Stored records
+---+
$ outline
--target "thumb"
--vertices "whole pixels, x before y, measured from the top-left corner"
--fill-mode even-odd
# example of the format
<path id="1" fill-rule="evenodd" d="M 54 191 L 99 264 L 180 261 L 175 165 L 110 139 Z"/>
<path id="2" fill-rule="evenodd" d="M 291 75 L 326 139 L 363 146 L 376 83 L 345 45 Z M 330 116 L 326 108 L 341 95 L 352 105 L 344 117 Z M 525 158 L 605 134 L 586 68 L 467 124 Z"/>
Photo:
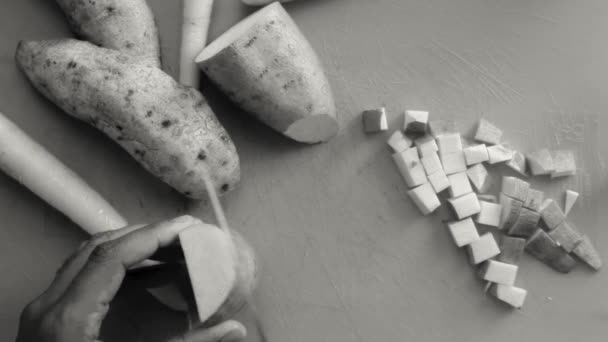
+---+
**WORK ORDER**
Write out every record above exactly, leaving no picture in the result.

**TASK SOLUTION**
$ outline
--target "thumb"
--vertices "whole pixels, x before y, measured from the top-left corner"
--fill-mode even-odd
# example of the format
<path id="1" fill-rule="evenodd" d="M 54 191 L 99 264 L 180 261 L 175 165 L 110 139 Z"/>
<path id="2" fill-rule="evenodd" d="M 291 75 L 326 139 L 363 146 L 376 83 L 345 45 Z M 330 116 L 326 108 L 341 95 L 352 105 L 344 117 Z M 525 158 L 605 134 L 586 68 L 467 124 Z"/>
Photo:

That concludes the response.